**Object detection data:**
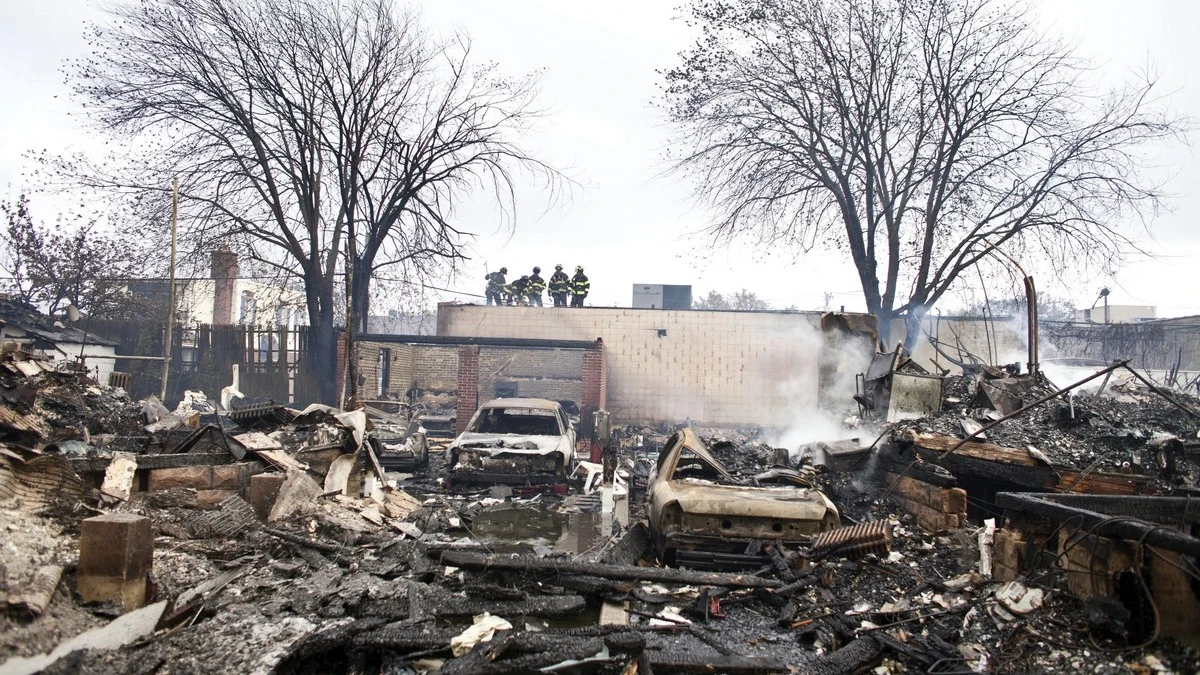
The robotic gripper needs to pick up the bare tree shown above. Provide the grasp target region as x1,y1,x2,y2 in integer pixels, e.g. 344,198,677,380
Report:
666,0,1181,346
59,0,559,400
0,195,150,315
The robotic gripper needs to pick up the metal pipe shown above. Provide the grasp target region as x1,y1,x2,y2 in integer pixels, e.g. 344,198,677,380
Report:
158,177,179,401
1025,276,1039,375
1121,362,1200,419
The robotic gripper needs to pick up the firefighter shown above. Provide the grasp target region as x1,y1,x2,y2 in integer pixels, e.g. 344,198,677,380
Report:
526,267,546,307
506,276,529,306
550,264,571,307
571,265,592,307
484,267,509,306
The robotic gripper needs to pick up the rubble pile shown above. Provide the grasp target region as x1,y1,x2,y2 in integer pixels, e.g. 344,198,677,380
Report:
0,343,1200,675
0,342,144,454
893,367,1200,486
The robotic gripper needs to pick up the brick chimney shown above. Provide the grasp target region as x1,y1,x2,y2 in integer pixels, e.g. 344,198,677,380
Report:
212,246,238,325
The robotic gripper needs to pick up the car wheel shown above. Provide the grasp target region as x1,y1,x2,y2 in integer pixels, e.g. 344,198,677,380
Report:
650,525,676,566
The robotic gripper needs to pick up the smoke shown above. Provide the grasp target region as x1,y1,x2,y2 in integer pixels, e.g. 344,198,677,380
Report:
764,314,875,464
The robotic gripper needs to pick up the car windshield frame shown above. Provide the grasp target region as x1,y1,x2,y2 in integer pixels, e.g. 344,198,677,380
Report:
467,406,564,436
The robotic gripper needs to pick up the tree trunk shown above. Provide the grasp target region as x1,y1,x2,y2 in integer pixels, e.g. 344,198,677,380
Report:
871,309,896,352
350,258,371,333
305,275,338,406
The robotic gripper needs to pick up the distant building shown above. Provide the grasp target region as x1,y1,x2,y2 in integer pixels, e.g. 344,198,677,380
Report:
1075,305,1158,323
366,310,438,335
130,250,308,328
0,295,116,384
630,283,691,310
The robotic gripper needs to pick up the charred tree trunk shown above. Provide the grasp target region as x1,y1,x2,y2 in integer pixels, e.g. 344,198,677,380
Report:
350,257,372,333
305,275,338,406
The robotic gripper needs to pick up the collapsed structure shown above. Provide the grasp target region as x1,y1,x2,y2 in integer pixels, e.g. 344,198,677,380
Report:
0,312,1200,674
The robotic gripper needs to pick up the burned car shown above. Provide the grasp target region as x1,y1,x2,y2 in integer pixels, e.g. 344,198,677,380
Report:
368,418,430,471
446,399,575,494
646,429,840,567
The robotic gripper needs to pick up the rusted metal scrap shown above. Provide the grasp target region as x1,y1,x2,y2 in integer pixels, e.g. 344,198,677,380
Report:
442,550,782,589
809,520,892,560
6,565,62,616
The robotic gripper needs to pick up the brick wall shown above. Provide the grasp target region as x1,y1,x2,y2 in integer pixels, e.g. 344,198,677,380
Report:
479,347,583,404
580,339,608,429
412,345,458,393
356,340,458,399
456,345,480,430
356,340,607,425
438,305,840,425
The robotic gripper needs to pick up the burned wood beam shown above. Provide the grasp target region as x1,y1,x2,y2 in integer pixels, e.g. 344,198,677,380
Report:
442,550,782,589
67,453,234,473
646,651,791,675
899,430,1159,495
432,596,588,619
1043,494,1200,525
996,492,1200,556
263,527,347,554
942,359,1140,459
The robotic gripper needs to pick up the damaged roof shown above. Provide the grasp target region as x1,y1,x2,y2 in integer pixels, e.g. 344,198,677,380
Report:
0,295,118,347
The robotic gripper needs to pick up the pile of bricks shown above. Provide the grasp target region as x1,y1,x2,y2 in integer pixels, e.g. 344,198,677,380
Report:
146,461,266,509
883,472,968,532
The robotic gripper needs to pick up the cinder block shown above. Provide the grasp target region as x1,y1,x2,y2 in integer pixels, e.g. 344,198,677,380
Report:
211,461,263,490
196,490,239,510
246,473,287,521
146,465,212,491
77,513,154,611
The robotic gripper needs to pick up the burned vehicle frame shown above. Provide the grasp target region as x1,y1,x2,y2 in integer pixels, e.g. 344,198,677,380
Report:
646,429,840,567
445,399,575,494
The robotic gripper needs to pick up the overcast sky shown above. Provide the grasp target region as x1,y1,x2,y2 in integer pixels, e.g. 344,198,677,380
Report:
0,0,1200,316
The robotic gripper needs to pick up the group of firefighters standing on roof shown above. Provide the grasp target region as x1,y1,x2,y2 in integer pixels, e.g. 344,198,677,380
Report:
484,264,592,307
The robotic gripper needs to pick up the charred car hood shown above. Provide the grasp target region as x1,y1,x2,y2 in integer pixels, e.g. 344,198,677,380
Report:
671,479,833,520
455,431,566,455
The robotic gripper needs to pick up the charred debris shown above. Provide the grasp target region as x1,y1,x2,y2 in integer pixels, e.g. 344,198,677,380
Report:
0,347,1200,674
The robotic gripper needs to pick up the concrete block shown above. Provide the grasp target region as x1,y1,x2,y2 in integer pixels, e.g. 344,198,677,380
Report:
211,461,263,490
942,488,967,515
196,490,239,510
246,473,287,520
77,513,154,611
146,466,212,491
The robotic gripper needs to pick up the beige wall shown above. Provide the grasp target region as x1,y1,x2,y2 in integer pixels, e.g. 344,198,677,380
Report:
438,305,820,426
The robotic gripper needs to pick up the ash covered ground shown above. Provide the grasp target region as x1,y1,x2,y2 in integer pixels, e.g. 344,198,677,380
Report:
0,345,1200,674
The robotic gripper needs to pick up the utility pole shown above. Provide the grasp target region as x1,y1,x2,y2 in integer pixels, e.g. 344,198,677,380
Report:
342,222,359,407
158,177,179,404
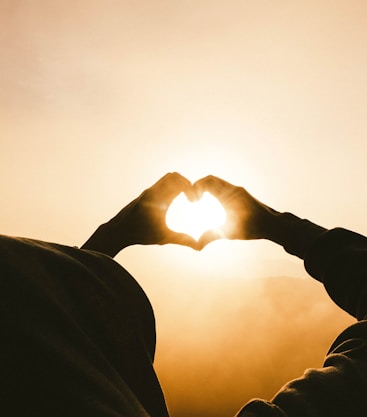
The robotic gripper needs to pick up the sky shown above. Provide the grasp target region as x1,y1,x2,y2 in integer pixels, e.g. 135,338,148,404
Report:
0,0,367,417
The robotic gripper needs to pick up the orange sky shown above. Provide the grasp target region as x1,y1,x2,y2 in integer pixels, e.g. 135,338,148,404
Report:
0,0,367,417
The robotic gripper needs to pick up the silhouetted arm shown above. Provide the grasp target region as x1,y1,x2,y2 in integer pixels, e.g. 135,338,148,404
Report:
82,173,197,257
194,177,367,417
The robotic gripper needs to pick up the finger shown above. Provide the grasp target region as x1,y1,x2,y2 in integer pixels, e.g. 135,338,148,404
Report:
192,175,234,200
197,229,224,250
154,172,192,202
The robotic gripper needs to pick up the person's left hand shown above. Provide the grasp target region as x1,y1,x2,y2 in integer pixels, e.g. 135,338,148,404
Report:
82,172,197,256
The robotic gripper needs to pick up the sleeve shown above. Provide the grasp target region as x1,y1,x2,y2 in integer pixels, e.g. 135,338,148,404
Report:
237,213,367,417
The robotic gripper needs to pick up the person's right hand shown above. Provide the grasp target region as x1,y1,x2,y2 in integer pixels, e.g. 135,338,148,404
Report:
193,175,278,249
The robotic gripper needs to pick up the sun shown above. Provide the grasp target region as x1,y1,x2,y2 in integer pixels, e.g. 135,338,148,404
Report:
166,192,227,240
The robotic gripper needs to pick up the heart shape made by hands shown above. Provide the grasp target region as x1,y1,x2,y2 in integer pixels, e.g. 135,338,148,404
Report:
166,192,227,240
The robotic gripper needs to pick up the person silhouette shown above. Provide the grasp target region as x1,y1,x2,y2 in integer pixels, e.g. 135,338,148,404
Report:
0,173,367,417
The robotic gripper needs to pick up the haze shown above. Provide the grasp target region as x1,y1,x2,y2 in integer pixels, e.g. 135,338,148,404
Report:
0,0,367,417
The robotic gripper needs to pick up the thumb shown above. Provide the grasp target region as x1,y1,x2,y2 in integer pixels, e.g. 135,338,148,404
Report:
169,233,198,250
197,229,224,250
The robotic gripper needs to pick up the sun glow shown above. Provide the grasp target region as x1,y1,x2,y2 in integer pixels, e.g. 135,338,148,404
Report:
166,192,227,240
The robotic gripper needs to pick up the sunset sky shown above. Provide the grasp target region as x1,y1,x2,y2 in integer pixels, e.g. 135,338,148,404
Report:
0,0,367,417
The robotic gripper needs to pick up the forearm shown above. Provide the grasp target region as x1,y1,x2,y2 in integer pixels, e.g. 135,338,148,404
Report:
81,223,129,258
266,212,327,259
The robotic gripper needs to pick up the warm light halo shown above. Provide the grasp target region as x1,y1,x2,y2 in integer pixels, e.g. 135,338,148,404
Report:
166,191,227,240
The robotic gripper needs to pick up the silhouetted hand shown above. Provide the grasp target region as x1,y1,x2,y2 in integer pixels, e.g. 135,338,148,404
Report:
192,175,278,249
82,173,197,256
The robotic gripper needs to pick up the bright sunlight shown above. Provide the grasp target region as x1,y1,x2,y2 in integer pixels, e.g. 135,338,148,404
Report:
166,192,227,240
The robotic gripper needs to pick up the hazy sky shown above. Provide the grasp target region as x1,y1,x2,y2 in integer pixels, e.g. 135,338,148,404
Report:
0,0,367,417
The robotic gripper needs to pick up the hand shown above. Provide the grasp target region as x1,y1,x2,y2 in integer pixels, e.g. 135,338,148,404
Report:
82,173,197,256
192,175,278,249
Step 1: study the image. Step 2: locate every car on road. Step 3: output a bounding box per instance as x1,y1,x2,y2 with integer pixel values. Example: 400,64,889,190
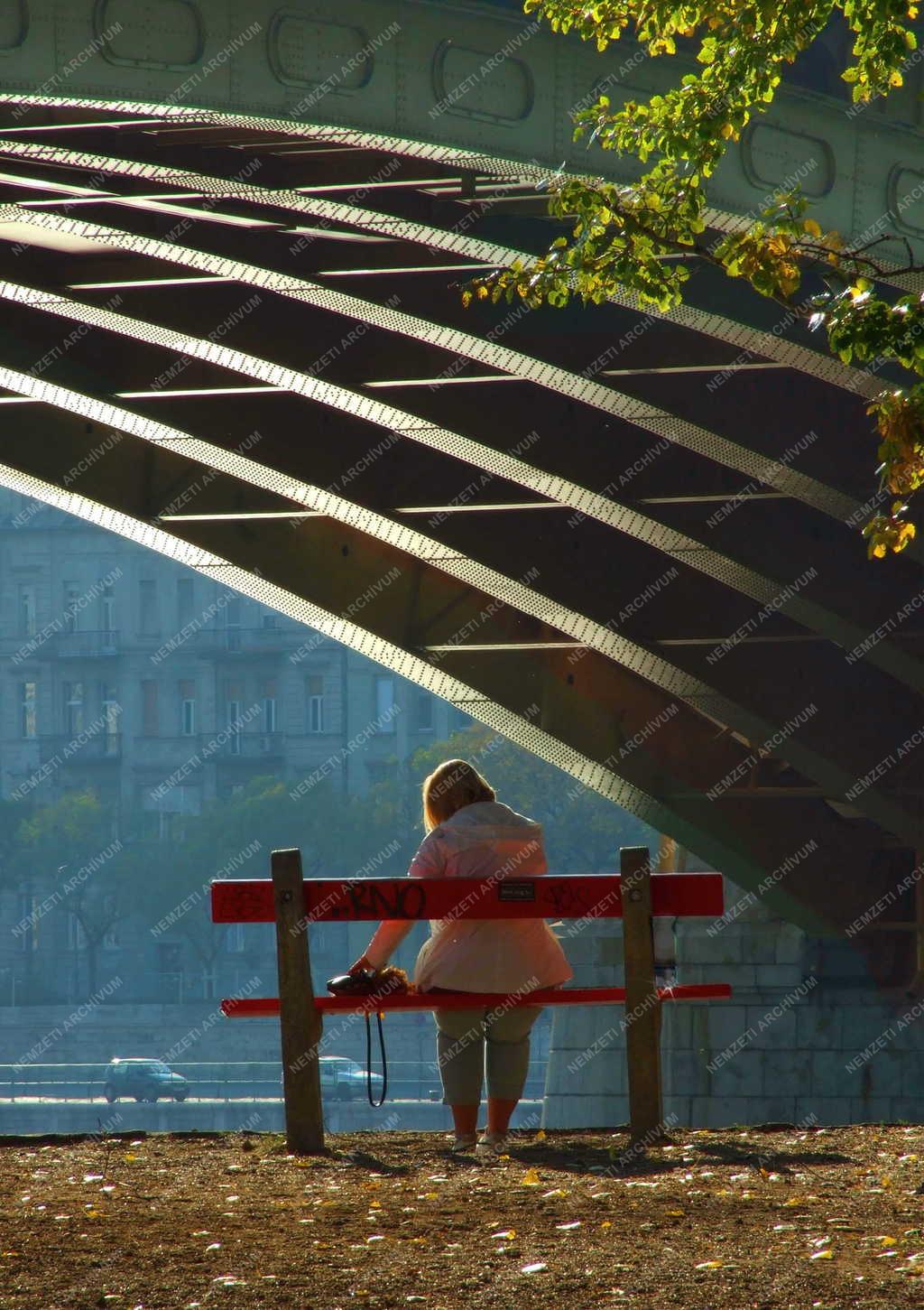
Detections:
280,1056,383,1101
102,1056,189,1104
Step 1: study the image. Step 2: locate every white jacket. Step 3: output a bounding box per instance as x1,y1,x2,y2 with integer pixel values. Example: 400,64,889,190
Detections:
365,801,573,994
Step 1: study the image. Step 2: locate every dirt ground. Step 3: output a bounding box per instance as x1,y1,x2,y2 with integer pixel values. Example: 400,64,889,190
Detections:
0,1125,924,1310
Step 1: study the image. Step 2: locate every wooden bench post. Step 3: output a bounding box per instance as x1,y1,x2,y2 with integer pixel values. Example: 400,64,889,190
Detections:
271,850,325,1156
619,846,663,1142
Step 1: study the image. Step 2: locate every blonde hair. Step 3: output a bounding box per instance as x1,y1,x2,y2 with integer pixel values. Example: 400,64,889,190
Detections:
422,760,494,832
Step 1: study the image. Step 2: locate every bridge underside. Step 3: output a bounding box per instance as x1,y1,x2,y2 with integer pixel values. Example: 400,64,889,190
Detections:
0,93,924,980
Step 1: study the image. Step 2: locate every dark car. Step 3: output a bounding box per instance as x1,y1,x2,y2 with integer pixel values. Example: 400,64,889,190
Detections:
102,1057,189,1104
279,1056,383,1101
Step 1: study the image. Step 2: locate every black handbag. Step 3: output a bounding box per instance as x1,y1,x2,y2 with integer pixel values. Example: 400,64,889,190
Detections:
328,965,411,1110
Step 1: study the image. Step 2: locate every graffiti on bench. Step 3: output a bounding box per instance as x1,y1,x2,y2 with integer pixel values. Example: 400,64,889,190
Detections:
330,878,430,920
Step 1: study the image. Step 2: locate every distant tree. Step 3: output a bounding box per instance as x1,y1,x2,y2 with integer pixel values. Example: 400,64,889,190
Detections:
476,0,924,558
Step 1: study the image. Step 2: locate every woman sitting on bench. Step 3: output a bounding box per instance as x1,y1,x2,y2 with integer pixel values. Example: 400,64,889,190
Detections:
349,760,572,1157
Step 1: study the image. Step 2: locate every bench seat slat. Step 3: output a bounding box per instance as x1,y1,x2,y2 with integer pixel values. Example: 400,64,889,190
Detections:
221,982,732,1019
211,874,724,924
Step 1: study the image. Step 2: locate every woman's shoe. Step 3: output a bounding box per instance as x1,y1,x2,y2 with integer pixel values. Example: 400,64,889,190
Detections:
476,1133,508,1159
448,1133,477,1156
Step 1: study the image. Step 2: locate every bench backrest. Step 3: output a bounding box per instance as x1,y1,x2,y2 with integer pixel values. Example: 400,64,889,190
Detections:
212,874,724,924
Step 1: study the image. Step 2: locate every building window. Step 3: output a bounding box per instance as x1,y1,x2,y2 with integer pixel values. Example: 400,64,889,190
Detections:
64,683,84,738
225,682,241,755
225,924,245,951
375,677,395,732
20,581,35,636
142,682,160,736
180,679,197,736
225,596,241,651
15,891,40,951
61,581,79,633
413,692,433,732
99,581,116,646
67,913,87,951
305,674,325,732
99,683,122,755
20,683,38,738
177,578,195,627
137,578,160,636
261,677,276,732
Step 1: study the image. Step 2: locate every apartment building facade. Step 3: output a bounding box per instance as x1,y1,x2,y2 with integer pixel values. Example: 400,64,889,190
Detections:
0,490,460,1005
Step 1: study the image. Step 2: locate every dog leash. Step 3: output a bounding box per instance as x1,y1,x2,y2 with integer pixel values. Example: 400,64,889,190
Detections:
328,967,409,1110
365,1010,389,1110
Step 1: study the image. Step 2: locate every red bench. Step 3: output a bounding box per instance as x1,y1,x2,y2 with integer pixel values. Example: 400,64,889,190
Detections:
211,846,732,1153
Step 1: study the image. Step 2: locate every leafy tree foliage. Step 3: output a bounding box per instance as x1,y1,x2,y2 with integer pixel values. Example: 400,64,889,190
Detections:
476,0,924,558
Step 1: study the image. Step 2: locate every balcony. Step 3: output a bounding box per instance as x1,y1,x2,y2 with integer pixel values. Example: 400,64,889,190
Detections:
38,732,122,766
215,732,284,764
191,627,292,657
132,732,203,776
51,627,119,659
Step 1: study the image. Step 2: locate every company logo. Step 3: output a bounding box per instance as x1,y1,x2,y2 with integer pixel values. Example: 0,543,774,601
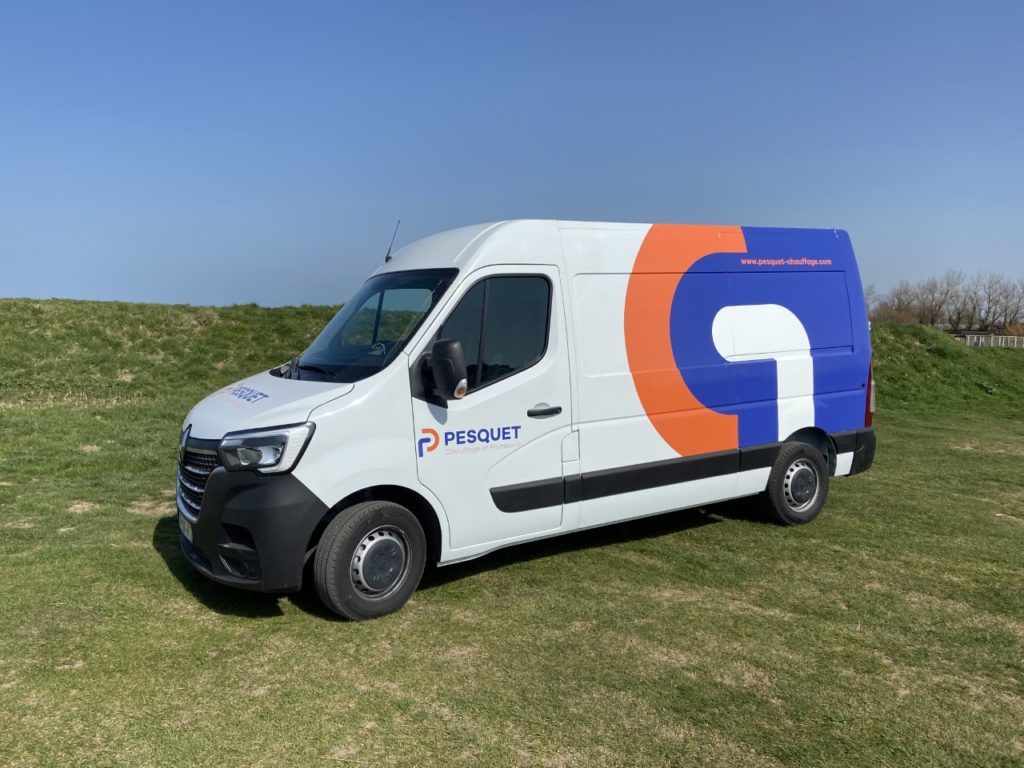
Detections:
416,424,522,459
416,427,440,459
624,224,869,456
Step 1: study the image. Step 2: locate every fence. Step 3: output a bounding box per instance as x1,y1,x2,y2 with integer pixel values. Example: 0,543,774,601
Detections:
956,334,1024,349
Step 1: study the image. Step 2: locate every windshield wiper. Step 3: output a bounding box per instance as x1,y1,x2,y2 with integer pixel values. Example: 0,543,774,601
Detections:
289,357,338,379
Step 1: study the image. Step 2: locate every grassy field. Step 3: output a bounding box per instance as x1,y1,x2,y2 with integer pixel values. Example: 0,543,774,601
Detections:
0,300,1024,767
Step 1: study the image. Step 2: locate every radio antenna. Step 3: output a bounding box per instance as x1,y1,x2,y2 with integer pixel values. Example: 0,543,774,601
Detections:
384,219,401,264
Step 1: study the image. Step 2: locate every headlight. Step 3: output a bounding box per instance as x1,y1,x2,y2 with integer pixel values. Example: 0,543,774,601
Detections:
219,421,315,472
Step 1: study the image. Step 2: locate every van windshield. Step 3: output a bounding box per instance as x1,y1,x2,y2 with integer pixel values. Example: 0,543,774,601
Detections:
292,269,458,382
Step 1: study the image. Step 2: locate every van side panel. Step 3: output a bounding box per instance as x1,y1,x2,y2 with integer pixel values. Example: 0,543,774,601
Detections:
561,224,870,524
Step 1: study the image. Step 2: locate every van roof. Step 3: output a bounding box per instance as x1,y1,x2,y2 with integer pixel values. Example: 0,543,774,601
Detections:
375,219,650,274
375,219,848,274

**DIRECTIONS FOR THIS TASK:** Rewrite the data between the lines holding "The robotic gripper needs to pick up the forearm" and "166,191,227,240", inclusive, putting "robot hand" wherever "robotic gripper" appears and leaving everything else unchanged.

**WRITTEN ANSWER:**
The robot hand needs to pick up the forearm shown above. Provide the grasp target region as x1,y1,x2,y2 in integer pixels, e.g. 135,338,148,404
Report:
81,223,129,258
266,212,327,259
The robot hand needs to pick up the warm light halo shown above. Provide the grasp target region as x1,y1,x2,y2 in integer pixels, e.g. 135,338,148,404
Report:
166,191,227,240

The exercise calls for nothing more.